**RECORDS:**
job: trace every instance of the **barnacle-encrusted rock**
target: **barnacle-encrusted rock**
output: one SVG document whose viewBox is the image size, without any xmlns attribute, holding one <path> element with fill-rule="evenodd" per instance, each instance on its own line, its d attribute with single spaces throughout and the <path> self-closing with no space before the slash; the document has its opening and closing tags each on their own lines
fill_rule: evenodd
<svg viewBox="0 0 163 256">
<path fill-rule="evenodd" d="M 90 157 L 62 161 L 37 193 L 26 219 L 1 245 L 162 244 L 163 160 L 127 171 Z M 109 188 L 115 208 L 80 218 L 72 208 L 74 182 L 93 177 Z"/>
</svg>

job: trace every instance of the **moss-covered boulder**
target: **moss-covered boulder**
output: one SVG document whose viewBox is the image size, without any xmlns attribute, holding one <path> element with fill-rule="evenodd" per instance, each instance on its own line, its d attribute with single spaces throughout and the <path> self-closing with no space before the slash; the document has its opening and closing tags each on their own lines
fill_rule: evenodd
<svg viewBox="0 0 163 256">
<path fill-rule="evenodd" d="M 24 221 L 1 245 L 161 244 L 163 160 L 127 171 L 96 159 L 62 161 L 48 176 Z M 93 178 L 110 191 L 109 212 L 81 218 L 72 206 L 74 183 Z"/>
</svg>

**WORK TO BE COMPLETED:**
Write out the entries in full, exactly as given.

**THE COMPLETED TASK:**
job: trace every instance of the **barnacle-encrusted rock**
target: **barnacle-encrusted rock**
output: one SVG document whose viewBox is the image size, without any xmlns attribute, holding one <path> element with fill-rule="evenodd" per instance, each instance on its own line, its d attribute with single spaces throughout and the <path> self-closing with no space before the slash; the document has its opening and closing tags each on their own lines
fill_rule: evenodd
<svg viewBox="0 0 163 256">
<path fill-rule="evenodd" d="M 90 157 L 62 161 L 37 193 L 26 219 L 1 245 L 162 244 L 163 160 L 127 171 Z M 109 188 L 115 208 L 80 218 L 72 208 L 74 182 L 93 177 Z"/>
</svg>

job: trace every instance of the **moss-covered boulder**
target: **moss-covered boulder**
output: one SVG document whose viewBox is the image size, without any xmlns attribute, holding one <path> element with fill-rule="evenodd" per instance, each instance on its own line, its d attribute with single spaces throughout and the <path> self-closing with no space before the slash; the document has its opening and closing tags each on their own lines
fill_rule: evenodd
<svg viewBox="0 0 163 256">
<path fill-rule="evenodd" d="M 24 221 L 1 245 L 161 244 L 163 160 L 127 171 L 96 159 L 62 161 L 48 176 Z M 93 178 L 110 191 L 109 212 L 81 218 L 72 206 L 74 183 Z"/>
</svg>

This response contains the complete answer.